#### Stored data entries

⁂

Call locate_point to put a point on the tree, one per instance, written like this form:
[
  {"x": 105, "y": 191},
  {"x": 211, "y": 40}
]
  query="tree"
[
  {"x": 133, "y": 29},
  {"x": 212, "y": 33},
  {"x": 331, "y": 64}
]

⁂

#### Exercise aim
Render every line of the rows above as a JSON list of strings, one string per line, with blank lines omitted.

#### Exercise output
[
  "Call locate_point to put a point on the tree, one per instance, written like this form:",
  "[",
  "  {\"x\": 105, \"y\": 191},",
  "  {\"x\": 211, \"y\": 40}",
  "]",
  "  query=\"tree\"",
  "[",
  "  {\"x\": 133, \"y\": 29},",
  "  {\"x\": 212, \"y\": 33},",
  "  {\"x\": 331, \"y\": 64}",
  "]"
]